▶ **Requirement**: Lines from the one with "Target: dense vegetation" through the end of the listing below should be set down exactly, with no other line included.

▶ **Material for this exercise**:
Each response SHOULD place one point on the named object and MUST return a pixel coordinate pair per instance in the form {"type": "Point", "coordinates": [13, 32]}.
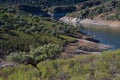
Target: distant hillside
{"type": "Point", "coordinates": [98, 9]}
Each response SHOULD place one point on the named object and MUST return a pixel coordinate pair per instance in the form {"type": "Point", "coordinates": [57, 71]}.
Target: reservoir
{"type": "Point", "coordinates": [106, 35]}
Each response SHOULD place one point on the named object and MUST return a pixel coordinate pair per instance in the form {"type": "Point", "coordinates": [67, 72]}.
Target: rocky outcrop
{"type": "Point", "coordinates": [77, 21]}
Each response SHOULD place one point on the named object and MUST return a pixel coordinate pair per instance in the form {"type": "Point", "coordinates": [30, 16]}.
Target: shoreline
{"type": "Point", "coordinates": [76, 21]}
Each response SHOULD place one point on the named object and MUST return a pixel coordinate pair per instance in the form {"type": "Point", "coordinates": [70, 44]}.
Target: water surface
{"type": "Point", "coordinates": [106, 35]}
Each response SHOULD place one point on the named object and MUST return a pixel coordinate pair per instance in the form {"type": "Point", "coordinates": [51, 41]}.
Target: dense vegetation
{"type": "Point", "coordinates": [20, 31]}
{"type": "Point", "coordinates": [44, 3]}
{"type": "Point", "coordinates": [32, 42]}
{"type": "Point", "coordinates": [105, 66]}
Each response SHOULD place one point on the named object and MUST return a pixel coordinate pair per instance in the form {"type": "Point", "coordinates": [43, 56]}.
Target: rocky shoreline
{"type": "Point", "coordinates": [76, 21]}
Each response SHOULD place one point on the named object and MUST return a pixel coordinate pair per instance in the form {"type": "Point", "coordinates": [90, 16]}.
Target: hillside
{"type": "Point", "coordinates": [98, 9]}
{"type": "Point", "coordinates": [105, 66]}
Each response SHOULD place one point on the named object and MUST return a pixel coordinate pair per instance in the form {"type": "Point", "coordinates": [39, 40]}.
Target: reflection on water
{"type": "Point", "coordinates": [106, 35]}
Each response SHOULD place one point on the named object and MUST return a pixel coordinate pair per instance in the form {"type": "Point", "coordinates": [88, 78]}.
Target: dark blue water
{"type": "Point", "coordinates": [106, 35]}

▶ **Result below**:
Target: dense vegetation
{"type": "Point", "coordinates": [20, 31]}
{"type": "Point", "coordinates": [44, 3]}
{"type": "Point", "coordinates": [32, 42]}
{"type": "Point", "coordinates": [105, 66]}
Each response SHOULD place one point on the named object and MUST return a pixel coordinate pair per instance in the form {"type": "Point", "coordinates": [43, 56]}.
Target: rocky shoreline
{"type": "Point", "coordinates": [76, 21]}
Each response SHOULD place one point on the named object and MUST return a pixel coordinate pair per instance in the form {"type": "Point", "coordinates": [90, 16]}.
Target: hillside
{"type": "Point", "coordinates": [98, 9]}
{"type": "Point", "coordinates": [105, 66]}
Each response SHOULD place one point on the named object and MUST return a pixel coordinate pair per instance in the form {"type": "Point", "coordinates": [39, 40]}.
Target: reflection on water
{"type": "Point", "coordinates": [106, 35]}
Each response SHOULD place one point on the named object and MUST return a pixel coordinate pair per instance in the form {"type": "Point", "coordinates": [88, 78]}.
Target: dark blue water
{"type": "Point", "coordinates": [106, 35]}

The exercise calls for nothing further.